-- begin Source document --

The Danger of Hope

The constant dilemma: is it dangerous to wish? Is it dangerous to hope? It is human to hope, and yet, the experience of wanting something so badly that your insides turn upside-down and allowing yourself to hope (against hope) that such beauty will enter your life – only to have your dreams held just out of reach, never to materialize – is deeply painful and crushing to the soul.

Is it a matter of desiring wrongly? Of wanting and hoping for the wrong things? Or is it just that the world is broken, and even if you are hoping for the most beautiful and true of things, you’re not guaranteed the outcome you so long for – not in this lifetime, at least – because the messiness of life intervenes?

Who’s to say, definitively, once and for all, what is true? I struggle relentlessly with the sorting-out process: the separating of reality from fiction, of truth from untruth. I feel I am on slippery ground most of the time. Contradictory information abounds, and my mind short-circuits in its attempt to unify this great variety of inputs, trying and failing to find the truth in two opposing things.

-- end Source document --

→ **Written request 1**
Copy the essay on hope word for word, everything from "Is it a matter" down to "two opposing things.".
→ **Written request 2**
In the essay on hope, what does the writer say they struggle relentlessly with?
→ **Written request 3**
Continue the essay on hope, picking up right after its last sentence.

-- begin Information shown --

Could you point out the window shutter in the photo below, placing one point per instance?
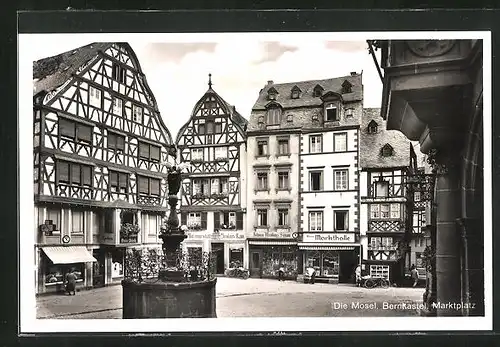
(239, 220)
(155, 186)
(143, 150)
(66, 128)
(87, 175)
(155, 153)
(204, 220)
(84, 133)
(75, 173)
(63, 171)
(216, 220)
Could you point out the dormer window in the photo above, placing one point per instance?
(272, 93)
(346, 87)
(332, 113)
(387, 150)
(318, 91)
(296, 92)
(372, 127)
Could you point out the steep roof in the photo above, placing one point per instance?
(49, 73)
(371, 144)
(307, 87)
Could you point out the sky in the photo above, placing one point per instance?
(177, 70)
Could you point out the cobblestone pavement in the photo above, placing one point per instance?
(254, 298)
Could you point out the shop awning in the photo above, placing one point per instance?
(316, 247)
(271, 243)
(68, 255)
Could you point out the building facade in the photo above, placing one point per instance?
(101, 153)
(213, 194)
(390, 240)
(433, 93)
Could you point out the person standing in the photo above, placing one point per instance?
(414, 275)
(71, 282)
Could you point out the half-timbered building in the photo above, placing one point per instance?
(213, 192)
(386, 214)
(100, 164)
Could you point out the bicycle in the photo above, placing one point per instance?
(372, 282)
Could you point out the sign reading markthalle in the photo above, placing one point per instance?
(329, 237)
(221, 235)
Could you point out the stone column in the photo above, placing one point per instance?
(448, 240)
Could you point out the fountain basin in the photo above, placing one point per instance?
(157, 299)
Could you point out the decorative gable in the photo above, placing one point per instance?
(346, 87)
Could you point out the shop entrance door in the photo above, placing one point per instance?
(98, 269)
(218, 250)
(255, 263)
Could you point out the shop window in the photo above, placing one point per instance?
(340, 142)
(341, 220)
(315, 143)
(315, 221)
(316, 180)
(56, 273)
(379, 271)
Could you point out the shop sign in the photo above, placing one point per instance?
(329, 237)
(282, 234)
(221, 235)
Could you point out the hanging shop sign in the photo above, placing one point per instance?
(329, 237)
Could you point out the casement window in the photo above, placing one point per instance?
(118, 182)
(283, 217)
(220, 152)
(274, 115)
(332, 113)
(149, 152)
(315, 221)
(341, 220)
(116, 142)
(119, 73)
(381, 188)
(262, 217)
(340, 142)
(262, 148)
(77, 222)
(228, 220)
(117, 106)
(341, 181)
(283, 182)
(75, 131)
(197, 154)
(315, 143)
(95, 97)
(54, 216)
(316, 180)
(149, 186)
(74, 174)
(137, 113)
(283, 147)
(262, 181)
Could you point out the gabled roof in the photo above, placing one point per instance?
(52, 72)
(307, 87)
(240, 122)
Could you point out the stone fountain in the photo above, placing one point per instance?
(170, 294)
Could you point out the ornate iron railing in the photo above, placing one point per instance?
(142, 264)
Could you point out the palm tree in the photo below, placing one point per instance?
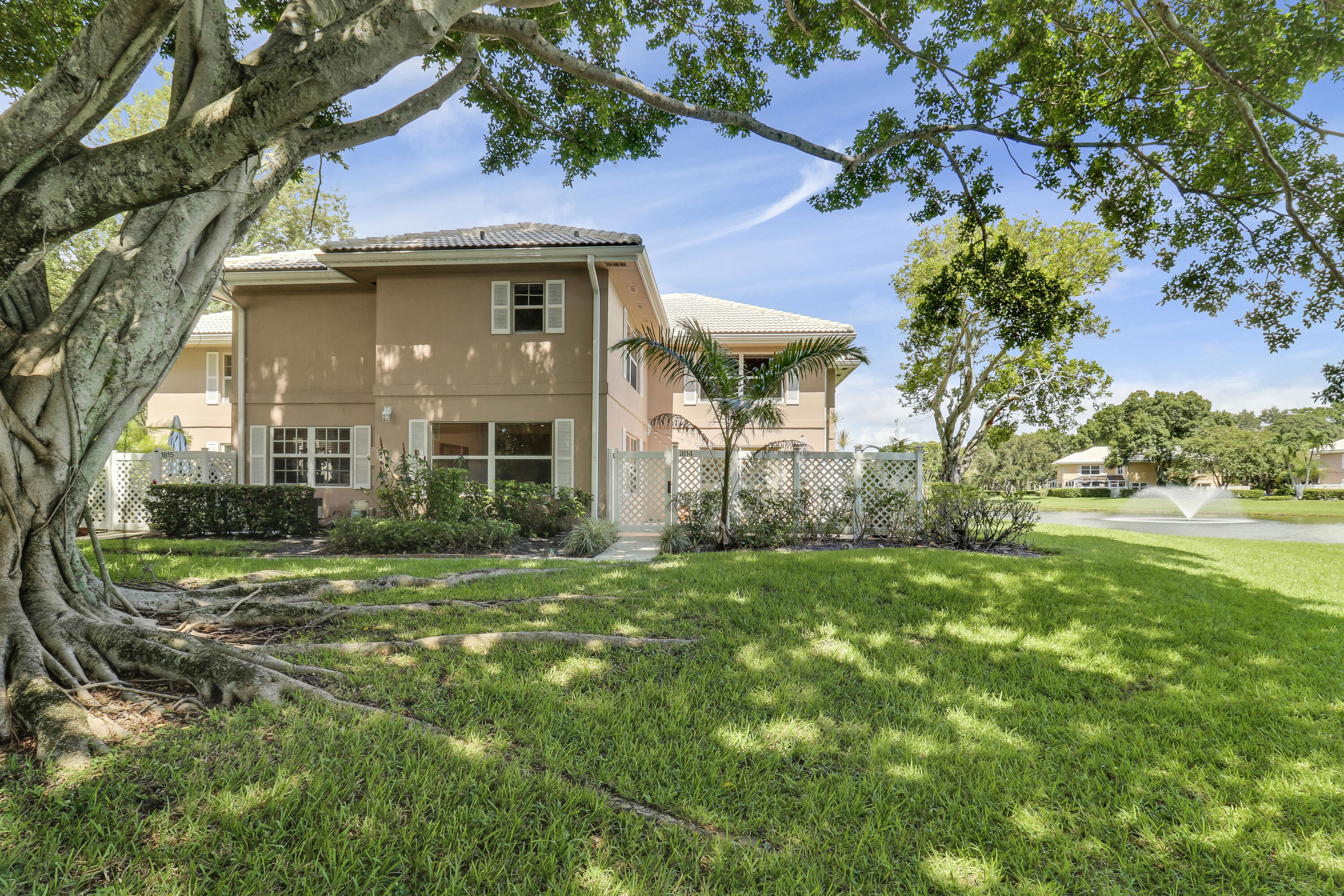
(740, 400)
(1289, 443)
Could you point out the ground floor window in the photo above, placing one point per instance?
(496, 452)
(316, 456)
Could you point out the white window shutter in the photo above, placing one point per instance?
(361, 449)
(564, 462)
(418, 441)
(500, 302)
(211, 378)
(556, 307)
(257, 456)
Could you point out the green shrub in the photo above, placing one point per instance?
(975, 523)
(589, 536)
(392, 535)
(1323, 495)
(232, 509)
(765, 519)
(538, 511)
(675, 539)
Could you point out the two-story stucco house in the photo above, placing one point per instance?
(198, 389)
(484, 346)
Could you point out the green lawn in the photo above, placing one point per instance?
(1162, 505)
(1131, 715)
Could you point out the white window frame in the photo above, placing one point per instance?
(312, 456)
(491, 457)
(742, 366)
(539, 308)
(633, 375)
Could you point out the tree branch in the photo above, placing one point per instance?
(386, 124)
(526, 33)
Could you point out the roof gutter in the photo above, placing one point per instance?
(597, 381)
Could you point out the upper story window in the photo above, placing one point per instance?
(632, 367)
(754, 363)
(529, 308)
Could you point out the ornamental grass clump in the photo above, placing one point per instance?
(589, 536)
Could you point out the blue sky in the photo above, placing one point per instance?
(729, 218)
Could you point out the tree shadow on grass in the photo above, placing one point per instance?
(1123, 718)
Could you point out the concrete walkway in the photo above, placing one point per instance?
(642, 548)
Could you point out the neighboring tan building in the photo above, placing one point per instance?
(1332, 464)
(1088, 469)
(487, 345)
(199, 386)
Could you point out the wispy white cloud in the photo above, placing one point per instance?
(816, 175)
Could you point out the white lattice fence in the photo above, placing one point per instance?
(117, 497)
(640, 491)
(831, 489)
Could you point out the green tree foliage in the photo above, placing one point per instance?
(991, 328)
(1232, 454)
(289, 222)
(1023, 461)
(1151, 426)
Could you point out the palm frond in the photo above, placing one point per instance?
(681, 425)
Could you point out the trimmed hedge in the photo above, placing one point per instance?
(232, 509)
(420, 536)
(1323, 495)
(1078, 493)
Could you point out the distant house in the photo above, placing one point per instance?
(1088, 469)
(1332, 464)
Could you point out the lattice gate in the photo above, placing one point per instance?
(117, 497)
(834, 492)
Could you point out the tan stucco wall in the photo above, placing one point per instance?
(806, 420)
(1332, 468)
(183, 393)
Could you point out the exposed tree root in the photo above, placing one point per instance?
(480, 642)
(254, 614)
(263, 586)
(660, 817)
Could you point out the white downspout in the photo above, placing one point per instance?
(597, 383)
(240, 386)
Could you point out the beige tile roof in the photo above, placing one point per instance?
(300, 260)
(214, 323)
(1096, 454)
(519, 236)
(722, 316)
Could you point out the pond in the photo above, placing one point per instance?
(1297, 528)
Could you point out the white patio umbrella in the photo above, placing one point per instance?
(177, 439)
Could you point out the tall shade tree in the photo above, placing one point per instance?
(992, 320)
(1178, 124)
(740, 400)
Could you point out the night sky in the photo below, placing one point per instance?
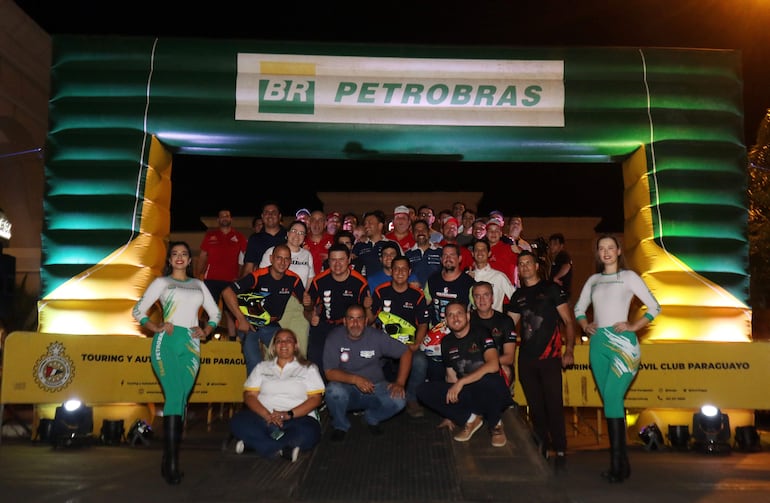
(550, 191)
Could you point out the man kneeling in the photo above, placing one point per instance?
(352, 358)
(474, 390)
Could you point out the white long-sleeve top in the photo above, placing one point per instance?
(180, 300)
(611, 295)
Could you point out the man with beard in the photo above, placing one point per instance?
(538, 307)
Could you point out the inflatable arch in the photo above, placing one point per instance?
(121, 107)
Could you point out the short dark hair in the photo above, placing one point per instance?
(392, 245)
(339, 247)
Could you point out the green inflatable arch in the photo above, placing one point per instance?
(121, 107)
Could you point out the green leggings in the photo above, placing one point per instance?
(614, 360)
(175, 359)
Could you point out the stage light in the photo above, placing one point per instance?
(747, 439)
(140, 433)
(73, 425)
(711, 430)
(652, 437)
(679, 436)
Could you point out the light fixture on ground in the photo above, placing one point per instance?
(73, 425)
(652, 437)
(711, 430)
(679, 436)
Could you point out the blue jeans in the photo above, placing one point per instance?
(423, 368)
(252, 353)
(377, 406)
(488, 397)
(303, 432)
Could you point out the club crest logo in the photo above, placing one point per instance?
(54, 370)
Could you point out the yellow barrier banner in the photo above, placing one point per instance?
(50, 368)
(682, 375)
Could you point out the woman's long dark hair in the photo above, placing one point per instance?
(621, 257)
(167, 269)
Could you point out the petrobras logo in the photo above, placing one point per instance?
(408, 91)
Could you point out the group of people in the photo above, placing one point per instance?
(402, 318)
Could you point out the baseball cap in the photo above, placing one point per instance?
(401, 209)
(451, 219)
(497, 215)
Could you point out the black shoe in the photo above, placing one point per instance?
(290, 453)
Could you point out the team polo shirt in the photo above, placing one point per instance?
(261, 241)
(405, 242)
(426, 263)
(440, 292)
(225, 254)
(466, 354)
(362, 356)
(539, 335)
(500, 326)
(334, 296)
(261, 281)
(504, 259)
(368, 255)
(287, 387)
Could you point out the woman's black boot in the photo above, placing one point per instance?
(172, 435)
(616, 430)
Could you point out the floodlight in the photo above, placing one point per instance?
(679, 436)
(73, 424)
(652, 437)
(711, 430)
(140, 433)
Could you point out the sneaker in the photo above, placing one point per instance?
(498, 436)
(469, 429)
(415, 410)
(338, 435)
(560, 463)
(290, 453)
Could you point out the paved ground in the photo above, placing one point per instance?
(412, 461)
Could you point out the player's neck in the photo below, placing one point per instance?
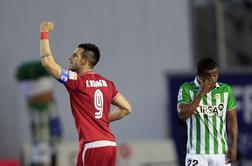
(85, 69)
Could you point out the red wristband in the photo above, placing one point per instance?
(44, 35)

-- end Information shown --

→ **Task output 1**
Is it a matter of desiring wrongly? Of wanting and hoping for the wrong things? Or is it just that the world is broken, and even if you are hoping for the most beautiful and true of things, you’re not guaranteed the outcome you so long for – not in this lifetime, at least – because the messiness of life intervenes?

Who’s to say, definitively, once and for all, what is true? I struggle relentlessly with the sorting-out process: the separating of reality from fiction, of truth from untruth. I feel I am on slippery ground most of the time. Contradictory information abounds, and my mind short-circuits in its attempt to unify this great variety of inputs, trying and failing to find the truth in two opposing things.

→ **Task output 2**
The sorting-out process: separating reality from fiction and truth from untruth.

→ **Task output 3**
And yet – reality is complex. For me, there are different levels of reality to contend with. There is the immediate, physical, rational, observable reality – easy enough to apprehend and generally agreed on by most people who have their senses intact. But then there is another reality – less immediate, perhaps – or at least having a less straightforward relationship to time. It is often invisible and gleaned through intuition, flashes of insight, and prayer. I don’t know how to describe such a reality except as a deep inner-knowingness, or as a communication between God and the soul.

And then there’s the fact that reality – of either sort – is not known to any of us in full. We’re always working with partial evidence. So how do we fill in the gaps with reasonable confidence when our side of the story is always incomplete? And how do we reconcile two apparently contradictory realities? How do we let our sense of a spiritual reality inform our understanding of the observable reality, and vice versa?

These questions make me dizzy, and yet I let them play through my mind again and again. I have no easy answers. All I have, really, is a tangle of words. Perhaps someone wiser than I will tidy them up and clear a path through all the mess.

A Door and a Window

The door to my heart
is closed.

But the window –
well, I left it
unlatched,
hoping you’d be
brave enough
to hoist yourself up,
open it,
and climb right through.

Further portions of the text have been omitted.